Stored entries
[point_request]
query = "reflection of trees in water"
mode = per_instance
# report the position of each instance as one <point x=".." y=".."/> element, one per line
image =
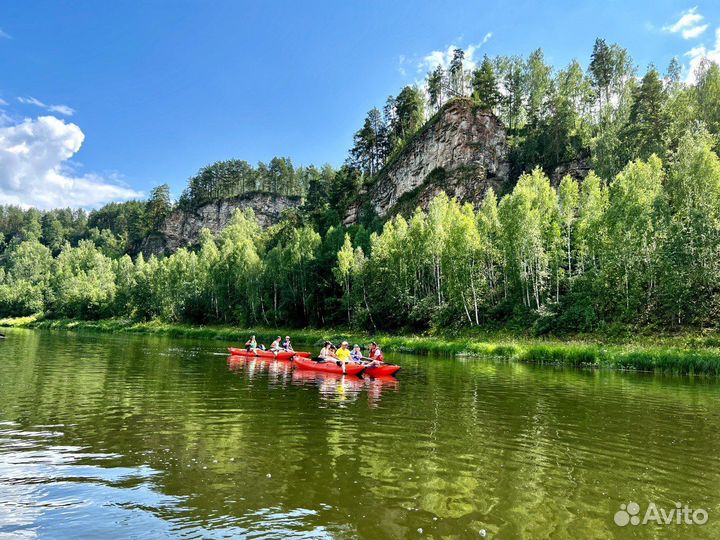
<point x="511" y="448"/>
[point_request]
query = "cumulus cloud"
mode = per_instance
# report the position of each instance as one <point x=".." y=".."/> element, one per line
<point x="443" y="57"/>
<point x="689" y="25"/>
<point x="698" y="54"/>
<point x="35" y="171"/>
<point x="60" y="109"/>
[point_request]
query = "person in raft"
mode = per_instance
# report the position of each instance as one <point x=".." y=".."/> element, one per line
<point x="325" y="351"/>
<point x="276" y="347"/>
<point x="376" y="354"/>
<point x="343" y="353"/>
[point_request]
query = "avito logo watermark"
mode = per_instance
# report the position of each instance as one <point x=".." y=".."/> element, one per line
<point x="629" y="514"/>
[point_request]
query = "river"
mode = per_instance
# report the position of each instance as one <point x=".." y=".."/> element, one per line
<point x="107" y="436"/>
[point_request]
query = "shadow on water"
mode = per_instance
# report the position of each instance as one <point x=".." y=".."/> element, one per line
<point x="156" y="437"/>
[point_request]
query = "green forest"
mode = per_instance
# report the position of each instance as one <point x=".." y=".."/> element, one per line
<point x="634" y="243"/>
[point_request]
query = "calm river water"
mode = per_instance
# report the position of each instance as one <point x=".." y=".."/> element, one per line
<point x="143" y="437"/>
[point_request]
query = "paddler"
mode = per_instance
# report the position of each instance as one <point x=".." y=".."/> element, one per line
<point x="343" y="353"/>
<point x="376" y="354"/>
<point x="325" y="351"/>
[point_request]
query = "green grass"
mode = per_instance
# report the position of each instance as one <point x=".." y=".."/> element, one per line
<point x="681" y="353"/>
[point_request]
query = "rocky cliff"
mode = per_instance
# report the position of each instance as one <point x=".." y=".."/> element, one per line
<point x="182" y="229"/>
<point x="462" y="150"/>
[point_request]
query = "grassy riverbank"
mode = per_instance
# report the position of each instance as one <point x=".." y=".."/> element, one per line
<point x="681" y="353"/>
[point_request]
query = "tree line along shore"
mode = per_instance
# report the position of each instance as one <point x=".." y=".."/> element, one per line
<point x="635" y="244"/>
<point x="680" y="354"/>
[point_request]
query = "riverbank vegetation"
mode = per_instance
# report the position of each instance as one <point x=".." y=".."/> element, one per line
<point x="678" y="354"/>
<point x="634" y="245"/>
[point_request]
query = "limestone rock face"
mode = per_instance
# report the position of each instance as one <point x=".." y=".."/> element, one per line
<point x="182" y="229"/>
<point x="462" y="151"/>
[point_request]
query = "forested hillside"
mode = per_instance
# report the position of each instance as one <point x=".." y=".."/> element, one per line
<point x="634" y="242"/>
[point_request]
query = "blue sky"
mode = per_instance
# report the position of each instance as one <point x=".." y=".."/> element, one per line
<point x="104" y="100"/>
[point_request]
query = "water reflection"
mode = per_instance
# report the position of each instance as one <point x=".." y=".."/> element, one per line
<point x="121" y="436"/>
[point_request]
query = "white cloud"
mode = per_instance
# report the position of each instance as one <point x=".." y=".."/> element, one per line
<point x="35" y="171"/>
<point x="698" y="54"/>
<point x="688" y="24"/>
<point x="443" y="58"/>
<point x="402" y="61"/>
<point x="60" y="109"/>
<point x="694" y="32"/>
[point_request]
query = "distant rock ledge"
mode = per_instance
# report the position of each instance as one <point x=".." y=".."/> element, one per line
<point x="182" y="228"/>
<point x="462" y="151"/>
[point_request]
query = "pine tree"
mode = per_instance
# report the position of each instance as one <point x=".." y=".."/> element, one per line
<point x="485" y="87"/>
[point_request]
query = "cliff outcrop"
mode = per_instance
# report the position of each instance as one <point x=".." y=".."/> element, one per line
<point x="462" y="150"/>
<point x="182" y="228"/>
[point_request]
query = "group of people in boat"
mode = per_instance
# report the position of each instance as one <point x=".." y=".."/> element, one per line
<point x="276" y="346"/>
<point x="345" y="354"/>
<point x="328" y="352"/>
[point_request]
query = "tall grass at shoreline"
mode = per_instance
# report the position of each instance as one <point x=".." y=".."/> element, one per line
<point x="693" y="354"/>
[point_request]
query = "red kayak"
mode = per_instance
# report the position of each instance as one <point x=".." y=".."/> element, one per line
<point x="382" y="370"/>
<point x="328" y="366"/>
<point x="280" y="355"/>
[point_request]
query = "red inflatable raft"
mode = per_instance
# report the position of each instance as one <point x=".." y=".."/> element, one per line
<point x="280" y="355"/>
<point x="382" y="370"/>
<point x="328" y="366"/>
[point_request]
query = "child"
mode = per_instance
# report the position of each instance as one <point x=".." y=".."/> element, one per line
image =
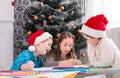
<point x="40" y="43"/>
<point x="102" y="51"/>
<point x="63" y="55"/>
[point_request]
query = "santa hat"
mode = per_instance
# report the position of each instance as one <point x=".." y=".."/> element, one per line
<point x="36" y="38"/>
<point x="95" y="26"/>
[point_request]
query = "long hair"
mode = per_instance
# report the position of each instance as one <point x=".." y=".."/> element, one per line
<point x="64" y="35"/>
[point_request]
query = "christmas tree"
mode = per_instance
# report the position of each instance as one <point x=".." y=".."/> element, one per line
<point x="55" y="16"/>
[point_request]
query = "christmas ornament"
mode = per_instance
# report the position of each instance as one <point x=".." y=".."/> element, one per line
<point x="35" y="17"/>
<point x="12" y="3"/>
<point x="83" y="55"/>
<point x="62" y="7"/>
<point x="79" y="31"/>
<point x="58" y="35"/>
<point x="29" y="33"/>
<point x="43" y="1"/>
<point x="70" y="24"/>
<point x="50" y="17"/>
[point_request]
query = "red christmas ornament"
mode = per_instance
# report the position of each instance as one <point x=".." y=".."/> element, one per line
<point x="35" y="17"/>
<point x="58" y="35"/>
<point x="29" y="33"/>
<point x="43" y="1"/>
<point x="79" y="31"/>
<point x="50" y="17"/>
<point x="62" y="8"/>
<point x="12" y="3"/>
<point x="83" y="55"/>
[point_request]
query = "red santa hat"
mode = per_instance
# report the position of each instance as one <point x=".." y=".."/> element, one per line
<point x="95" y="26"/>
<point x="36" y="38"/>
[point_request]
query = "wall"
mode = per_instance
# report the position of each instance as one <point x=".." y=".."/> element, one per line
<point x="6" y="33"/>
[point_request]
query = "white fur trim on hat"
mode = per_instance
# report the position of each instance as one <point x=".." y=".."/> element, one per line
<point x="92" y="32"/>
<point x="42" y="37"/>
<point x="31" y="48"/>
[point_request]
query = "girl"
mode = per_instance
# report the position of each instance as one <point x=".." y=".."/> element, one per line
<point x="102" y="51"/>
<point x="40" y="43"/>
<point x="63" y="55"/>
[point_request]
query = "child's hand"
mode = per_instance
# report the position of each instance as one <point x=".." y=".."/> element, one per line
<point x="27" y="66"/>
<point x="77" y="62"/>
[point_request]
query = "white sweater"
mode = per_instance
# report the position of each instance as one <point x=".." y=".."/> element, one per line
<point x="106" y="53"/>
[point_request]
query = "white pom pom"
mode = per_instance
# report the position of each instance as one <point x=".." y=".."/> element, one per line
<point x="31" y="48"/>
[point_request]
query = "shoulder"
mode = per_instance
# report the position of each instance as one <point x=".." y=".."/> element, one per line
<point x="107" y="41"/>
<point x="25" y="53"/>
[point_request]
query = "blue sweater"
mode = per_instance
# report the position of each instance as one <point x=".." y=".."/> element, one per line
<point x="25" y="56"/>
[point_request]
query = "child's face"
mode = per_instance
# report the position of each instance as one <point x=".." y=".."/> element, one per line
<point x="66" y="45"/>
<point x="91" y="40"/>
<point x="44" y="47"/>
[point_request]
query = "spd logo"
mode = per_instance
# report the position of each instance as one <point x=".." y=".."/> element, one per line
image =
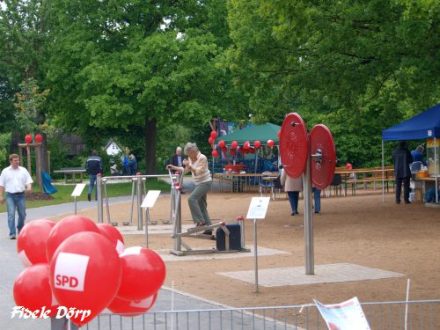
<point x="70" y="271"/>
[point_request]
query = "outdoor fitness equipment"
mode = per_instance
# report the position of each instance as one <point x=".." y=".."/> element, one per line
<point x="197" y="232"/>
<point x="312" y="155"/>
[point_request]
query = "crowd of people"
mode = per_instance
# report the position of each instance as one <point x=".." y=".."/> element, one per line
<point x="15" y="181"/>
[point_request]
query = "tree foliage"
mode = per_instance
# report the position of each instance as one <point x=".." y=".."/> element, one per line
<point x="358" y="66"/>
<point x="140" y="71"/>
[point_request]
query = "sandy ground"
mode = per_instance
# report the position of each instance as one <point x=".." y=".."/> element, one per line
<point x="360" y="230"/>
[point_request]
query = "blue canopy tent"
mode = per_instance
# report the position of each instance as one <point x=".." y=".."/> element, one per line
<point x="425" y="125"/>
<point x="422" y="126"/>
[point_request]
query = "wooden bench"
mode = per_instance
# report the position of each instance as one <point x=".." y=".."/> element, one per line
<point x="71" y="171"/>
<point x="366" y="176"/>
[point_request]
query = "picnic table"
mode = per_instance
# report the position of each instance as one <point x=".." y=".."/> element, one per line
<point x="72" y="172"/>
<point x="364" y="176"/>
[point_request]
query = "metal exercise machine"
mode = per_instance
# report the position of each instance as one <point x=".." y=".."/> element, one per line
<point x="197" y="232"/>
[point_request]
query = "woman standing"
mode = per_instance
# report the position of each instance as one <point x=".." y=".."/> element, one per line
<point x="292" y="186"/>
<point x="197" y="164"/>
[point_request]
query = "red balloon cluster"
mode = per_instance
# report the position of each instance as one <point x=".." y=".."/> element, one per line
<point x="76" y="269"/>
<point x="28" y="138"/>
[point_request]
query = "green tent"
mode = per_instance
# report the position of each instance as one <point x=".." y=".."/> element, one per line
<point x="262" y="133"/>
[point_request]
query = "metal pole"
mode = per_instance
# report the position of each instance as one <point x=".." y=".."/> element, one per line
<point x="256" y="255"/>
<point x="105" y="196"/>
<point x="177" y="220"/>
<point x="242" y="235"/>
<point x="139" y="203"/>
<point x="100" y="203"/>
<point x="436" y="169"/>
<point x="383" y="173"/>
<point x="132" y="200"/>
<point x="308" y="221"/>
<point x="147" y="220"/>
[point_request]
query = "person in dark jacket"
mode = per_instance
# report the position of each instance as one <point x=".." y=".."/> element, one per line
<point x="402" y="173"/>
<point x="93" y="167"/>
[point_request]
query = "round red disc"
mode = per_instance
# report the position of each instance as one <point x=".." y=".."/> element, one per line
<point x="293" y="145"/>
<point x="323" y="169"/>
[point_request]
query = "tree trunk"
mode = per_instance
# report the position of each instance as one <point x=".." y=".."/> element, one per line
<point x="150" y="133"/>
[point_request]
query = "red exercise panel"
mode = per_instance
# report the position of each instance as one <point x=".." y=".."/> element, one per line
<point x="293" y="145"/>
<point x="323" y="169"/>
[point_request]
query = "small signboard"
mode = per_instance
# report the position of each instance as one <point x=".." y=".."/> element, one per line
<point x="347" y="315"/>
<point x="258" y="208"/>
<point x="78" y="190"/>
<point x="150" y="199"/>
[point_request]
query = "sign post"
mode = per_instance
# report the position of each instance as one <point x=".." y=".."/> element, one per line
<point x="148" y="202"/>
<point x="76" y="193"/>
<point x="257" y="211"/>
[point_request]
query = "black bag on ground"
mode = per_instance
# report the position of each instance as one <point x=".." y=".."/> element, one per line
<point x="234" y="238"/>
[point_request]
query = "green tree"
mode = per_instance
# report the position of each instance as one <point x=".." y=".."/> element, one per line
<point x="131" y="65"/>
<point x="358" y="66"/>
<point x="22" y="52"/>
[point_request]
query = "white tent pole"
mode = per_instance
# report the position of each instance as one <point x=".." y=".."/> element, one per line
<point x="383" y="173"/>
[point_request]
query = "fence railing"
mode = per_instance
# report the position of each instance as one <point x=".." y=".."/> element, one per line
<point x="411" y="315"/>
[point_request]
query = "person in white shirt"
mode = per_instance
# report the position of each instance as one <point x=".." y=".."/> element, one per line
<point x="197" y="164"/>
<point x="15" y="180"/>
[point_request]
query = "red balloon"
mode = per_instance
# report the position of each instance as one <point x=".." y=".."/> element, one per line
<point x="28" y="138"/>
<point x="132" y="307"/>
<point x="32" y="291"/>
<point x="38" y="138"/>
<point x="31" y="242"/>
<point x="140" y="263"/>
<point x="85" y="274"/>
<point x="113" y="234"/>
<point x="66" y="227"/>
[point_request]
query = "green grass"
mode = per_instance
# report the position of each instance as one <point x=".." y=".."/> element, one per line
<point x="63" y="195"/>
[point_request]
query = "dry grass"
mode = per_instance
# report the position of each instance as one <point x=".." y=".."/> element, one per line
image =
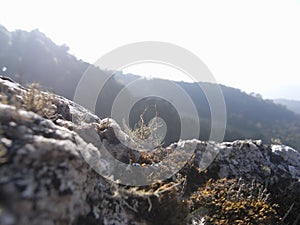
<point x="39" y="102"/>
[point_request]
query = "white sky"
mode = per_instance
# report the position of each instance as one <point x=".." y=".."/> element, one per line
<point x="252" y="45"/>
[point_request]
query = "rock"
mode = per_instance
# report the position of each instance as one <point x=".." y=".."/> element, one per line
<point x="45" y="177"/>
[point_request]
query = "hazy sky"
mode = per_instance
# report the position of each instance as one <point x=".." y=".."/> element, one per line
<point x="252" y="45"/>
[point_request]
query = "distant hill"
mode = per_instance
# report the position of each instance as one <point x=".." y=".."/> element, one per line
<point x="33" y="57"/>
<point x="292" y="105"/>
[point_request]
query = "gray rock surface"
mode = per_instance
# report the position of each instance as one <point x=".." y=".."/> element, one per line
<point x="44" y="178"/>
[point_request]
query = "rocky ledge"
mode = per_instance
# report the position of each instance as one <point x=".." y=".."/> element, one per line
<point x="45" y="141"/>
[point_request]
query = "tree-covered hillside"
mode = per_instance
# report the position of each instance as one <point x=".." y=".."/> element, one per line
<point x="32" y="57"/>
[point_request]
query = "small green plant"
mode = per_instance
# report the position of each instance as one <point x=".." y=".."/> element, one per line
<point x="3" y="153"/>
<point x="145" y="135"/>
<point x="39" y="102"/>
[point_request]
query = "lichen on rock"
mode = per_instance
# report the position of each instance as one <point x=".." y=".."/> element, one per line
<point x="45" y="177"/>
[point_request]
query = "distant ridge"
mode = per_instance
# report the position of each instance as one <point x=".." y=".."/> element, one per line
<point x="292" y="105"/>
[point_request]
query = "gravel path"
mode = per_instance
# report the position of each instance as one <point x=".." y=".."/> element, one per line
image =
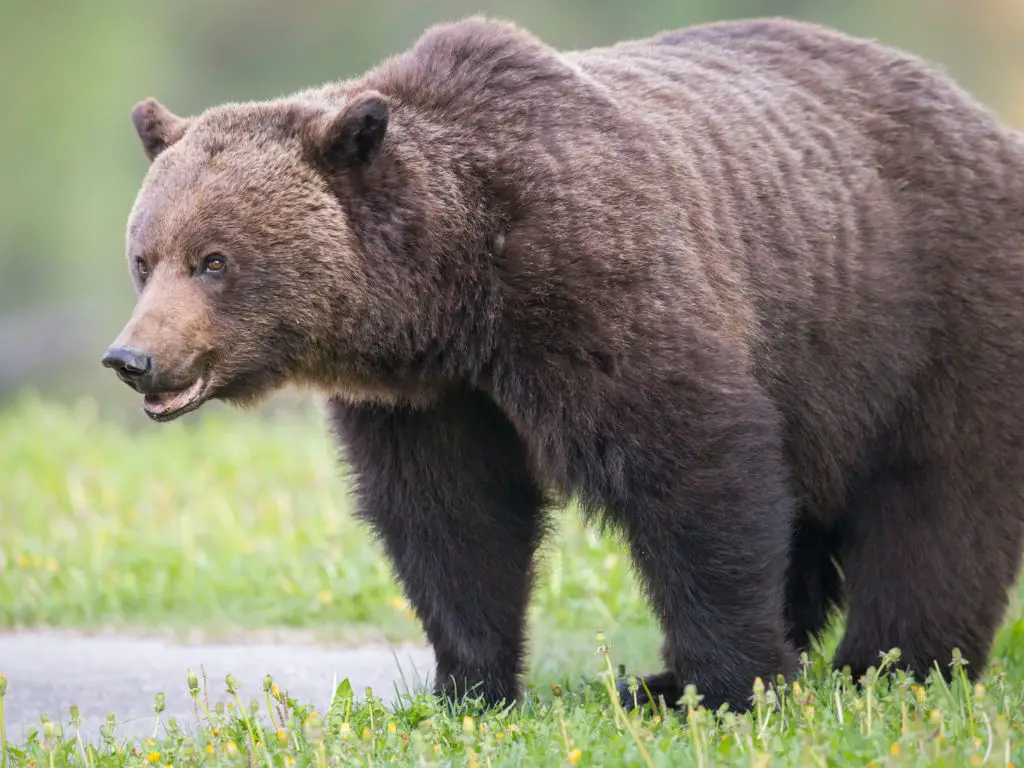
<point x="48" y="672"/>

What you have to do> Collect every line of the items above that contains the string "small", treating uppercase and lowercase as distinct.

Response>
query = "small signboard"
query = "small green plant"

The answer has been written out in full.